→ **What the exercise asks**
In the prospectus below, turn the paragraph beginning "The selling stockholders may sell these shares" into a short bulleted list that keeps its main facts.

→ **Text shown**
• • • • • • •

Filed pursuant to Rule 424(b)(3)
                                                      Registration No. 333-76720


PROSPECTUS

                                 226,905 Shares

                         WEATHERFORD INTERNATIONAL, INC.

                                  Common Stock

                                   ----------

         The selling stockholders of Weatherford International, Inc. listed on
pages 4 and 5 may offer and resell up to 226,905 shares of our common stock
under this prospectus. We will not receive any of the proceeds from sales of
shares by the selling stockholders.

         Our common stock is traded on the New York Stock Exchange under the
symbol "WFT". On January 17, 2002, the last reported sales price for our common
stock on the New York Stock Exchange was $33.18 per share.

         The selling stockholders may sell these shares from time to time on the
New York Stock Exchange or otherwise. They may sell the shares at prevailing
market prices or at prices negotiated with buyers. The selling stockholders will
be responsible for their legal fees and for any commissions or discounts due to
brokers or dealers. The amount of those commissions or discounts will be
negotiated before the sales. We will pay all of the other offering expenses.

         Our principal executive offices are located at 515 Post Oak Boulevard,
Suite 600, Houston, Texas 77027. Our telephone number is (713) 693-4000.

• • • • • • •

(Stored data entries)
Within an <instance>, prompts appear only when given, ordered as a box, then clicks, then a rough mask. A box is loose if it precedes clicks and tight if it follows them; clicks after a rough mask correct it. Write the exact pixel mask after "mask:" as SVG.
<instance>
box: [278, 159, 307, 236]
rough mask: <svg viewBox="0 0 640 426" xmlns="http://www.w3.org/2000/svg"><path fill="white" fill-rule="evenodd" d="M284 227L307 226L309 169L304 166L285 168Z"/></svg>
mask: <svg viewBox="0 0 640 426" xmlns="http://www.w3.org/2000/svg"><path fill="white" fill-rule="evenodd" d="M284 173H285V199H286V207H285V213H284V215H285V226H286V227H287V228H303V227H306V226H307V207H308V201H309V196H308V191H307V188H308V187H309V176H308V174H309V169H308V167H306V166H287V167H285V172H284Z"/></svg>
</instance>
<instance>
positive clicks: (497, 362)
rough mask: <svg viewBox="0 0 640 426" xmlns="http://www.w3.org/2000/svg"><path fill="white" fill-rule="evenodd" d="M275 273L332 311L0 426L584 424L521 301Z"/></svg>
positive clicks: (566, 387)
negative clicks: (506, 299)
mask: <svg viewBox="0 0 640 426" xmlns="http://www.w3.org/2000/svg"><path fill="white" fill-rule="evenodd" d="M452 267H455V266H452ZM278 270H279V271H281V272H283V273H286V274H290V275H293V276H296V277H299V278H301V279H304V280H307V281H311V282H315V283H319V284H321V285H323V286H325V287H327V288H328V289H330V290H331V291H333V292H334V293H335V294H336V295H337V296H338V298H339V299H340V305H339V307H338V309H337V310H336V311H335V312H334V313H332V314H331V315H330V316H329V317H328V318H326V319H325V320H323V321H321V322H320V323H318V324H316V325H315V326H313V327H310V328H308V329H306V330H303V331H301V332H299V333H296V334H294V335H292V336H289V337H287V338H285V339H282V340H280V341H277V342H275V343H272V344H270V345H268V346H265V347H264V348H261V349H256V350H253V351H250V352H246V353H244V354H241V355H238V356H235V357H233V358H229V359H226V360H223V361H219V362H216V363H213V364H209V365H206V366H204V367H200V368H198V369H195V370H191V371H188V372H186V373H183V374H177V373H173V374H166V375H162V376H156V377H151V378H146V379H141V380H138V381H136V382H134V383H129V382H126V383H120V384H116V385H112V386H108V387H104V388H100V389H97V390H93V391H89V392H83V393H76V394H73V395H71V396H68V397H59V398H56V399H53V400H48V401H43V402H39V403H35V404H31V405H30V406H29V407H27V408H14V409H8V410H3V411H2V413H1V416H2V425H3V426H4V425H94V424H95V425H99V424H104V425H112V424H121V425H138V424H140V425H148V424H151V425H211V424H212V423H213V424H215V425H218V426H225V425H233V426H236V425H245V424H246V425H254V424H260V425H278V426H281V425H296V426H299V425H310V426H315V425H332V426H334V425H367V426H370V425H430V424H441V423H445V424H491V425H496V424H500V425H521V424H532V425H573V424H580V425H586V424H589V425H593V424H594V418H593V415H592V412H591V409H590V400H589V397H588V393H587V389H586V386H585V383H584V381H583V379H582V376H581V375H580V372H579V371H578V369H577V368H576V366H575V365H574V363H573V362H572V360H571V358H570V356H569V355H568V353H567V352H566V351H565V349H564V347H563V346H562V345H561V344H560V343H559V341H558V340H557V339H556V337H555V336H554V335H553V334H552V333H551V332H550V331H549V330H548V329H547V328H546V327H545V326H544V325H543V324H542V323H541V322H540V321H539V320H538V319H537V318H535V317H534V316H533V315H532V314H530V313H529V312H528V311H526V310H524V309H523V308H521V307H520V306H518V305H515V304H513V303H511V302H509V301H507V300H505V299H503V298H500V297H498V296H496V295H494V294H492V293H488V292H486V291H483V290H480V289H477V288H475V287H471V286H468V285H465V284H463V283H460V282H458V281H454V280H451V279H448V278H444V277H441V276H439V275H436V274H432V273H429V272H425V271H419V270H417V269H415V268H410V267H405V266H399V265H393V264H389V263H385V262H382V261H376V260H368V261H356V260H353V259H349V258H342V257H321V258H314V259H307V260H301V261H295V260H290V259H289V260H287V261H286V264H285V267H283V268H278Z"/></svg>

• • • • • • •

→ **Response**
- The selling stockholders may sell the shares from time to time on the New York Stock Exchange or otherwise.
- They may sell at prevailing market prices or at prices negotiated with buyers.
- They pay their own legal fees and any commissions or discounts owed to brokers or dealers. Those amounts are negotiated before the sales.
- Weatherford International, Inc. pays all other offering expenses.